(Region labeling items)
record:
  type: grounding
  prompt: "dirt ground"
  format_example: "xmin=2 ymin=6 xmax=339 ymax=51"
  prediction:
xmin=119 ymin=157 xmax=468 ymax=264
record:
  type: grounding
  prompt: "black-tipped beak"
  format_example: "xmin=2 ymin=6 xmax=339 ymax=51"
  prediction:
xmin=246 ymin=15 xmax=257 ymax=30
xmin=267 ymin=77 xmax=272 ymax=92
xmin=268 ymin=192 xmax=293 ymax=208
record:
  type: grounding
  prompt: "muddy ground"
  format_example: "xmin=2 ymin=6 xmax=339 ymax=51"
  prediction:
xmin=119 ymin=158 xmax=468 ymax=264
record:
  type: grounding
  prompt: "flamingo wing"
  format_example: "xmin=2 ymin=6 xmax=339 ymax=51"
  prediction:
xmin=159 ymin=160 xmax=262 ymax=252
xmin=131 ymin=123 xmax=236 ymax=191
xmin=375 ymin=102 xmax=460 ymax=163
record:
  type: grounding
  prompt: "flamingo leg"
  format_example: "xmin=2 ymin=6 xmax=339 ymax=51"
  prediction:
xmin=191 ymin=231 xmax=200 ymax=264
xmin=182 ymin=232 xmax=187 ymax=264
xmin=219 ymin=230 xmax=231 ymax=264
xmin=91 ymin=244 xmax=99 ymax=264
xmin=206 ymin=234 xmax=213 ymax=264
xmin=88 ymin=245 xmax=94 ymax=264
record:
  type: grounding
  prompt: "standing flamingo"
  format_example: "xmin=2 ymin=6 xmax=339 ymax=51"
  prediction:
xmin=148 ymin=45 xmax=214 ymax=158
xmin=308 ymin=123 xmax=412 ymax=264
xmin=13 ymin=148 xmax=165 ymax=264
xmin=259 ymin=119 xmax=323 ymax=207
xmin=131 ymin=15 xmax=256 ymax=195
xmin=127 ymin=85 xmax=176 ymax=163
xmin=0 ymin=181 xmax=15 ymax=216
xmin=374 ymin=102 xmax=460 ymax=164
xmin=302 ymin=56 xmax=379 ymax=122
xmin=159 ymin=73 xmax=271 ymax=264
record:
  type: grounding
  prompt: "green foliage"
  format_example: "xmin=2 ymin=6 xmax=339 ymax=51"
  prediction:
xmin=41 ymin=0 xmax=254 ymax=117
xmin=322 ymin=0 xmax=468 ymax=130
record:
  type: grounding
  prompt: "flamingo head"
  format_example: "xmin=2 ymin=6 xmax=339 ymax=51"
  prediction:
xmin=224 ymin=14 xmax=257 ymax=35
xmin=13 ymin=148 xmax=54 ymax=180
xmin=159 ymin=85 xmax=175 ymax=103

OBJECTIVE - Reproduce each of the items above line for line, with no changes.

CORRECT OUTPUT -
record:
  type: grounding
  prompt: "dirt ground"
  format_example: "xmin=2 ymin=6 xmax=339 ymax=51"
  prediction:
xmin=119 ymin=157 xmax=468 ymax=264
record:
  type: grounding
  prompt: "black-tipped beak"
  format_example: "xmin=2 ymin=6 xmax=339 ymax=51"
  prediction:
xmin=246 ymin=15 xmax=257 ymax=30
xmin=267 ymin=77 xmax=272 ymax=92
xmin=268 ymin=192 xmax=293 ymax=208
record:
  type: grounding
  prompt: "muddy ground"
  format_example: "xmin=2 ymin=6 xmax=339 ymax=51"
  prediction:
xmin=119 ymin=158 xmax=468 ymax=264
record:
  type: grounding
  prompt: "flamingo wing"
  format_example: "xmin=2 ymin=6 xmax=339 ymax=51"
  prediction:
xmin=159 ymin=160 xmax=262 ymax=252
xmin=131 ymin=123 xmax=236 ymax=191
xmin=375 ymin=102 xmax=460 ymax=163
record:
  type: grounding
  prompt: "flamingo leg"
  format_example: "xmin=2 ymin=6 xmax=339 ymax=51"
  prediction:
xmin=191 ymin=231 xmax=200 ymax=264
xmin=182 ymin=232 xmax=187 ymax=264
xmin=219 ymin=230 xmax=231 ymax=264
xmin=91 ymin=244 xmax=99 ymax=264
xmin=206 ymin=234 xmax=213 ymax=264
xmin=88 ymin=245 xmax=94 ymax=264
record:
  type: grounding
  prompt: "standing flamingo"
  format_example: "xmin=2 ymin=6 xmax=339 ymax=51"
  prediction:
xmin=148 ymin=45 xmax=214 ymax=158
xmin=308 ymin=123 xmax=412 ymax=264
xmin=13 ymin=148 xmax=165 ymax=264
xmin=259 ymin=119 xmax=323 ymax=207
xmin=131 ymin=15 xmax=256 ymax=195
xmin=127 ymin=85 xmax=176 ymax=163
xmin=0 ymin=181 xmax=15 ymax=216
xmin=374 ymin=102 xmax=460 ymax=164
xmin=302 ymin=56 xmax=379 ymax=122
xmin=159 ymin=73 xmax=271 ymax=264
record:
  type: grounding
  prompt: "green foliage"
  format_example: "xmin=2 ymin=6 xmax=339 ymax=51"
  prediction:
xmin=41 ymin=0 xmax=254 ymax=117
xmin=322 ymin=0 xmax=468 ymax=130
record:
  type: grounding
  prompt: "flamingo head"
  format_example: "xmin=2 ymin=6 xmax=339 ymax=51"
  prediction:
xmin=224 ymin=14 xmax=257 ymax=35
xmin=13 ymin=148 xmax=54 ymax=180
xmin=159 ymin=85 xmax=175 ymax=103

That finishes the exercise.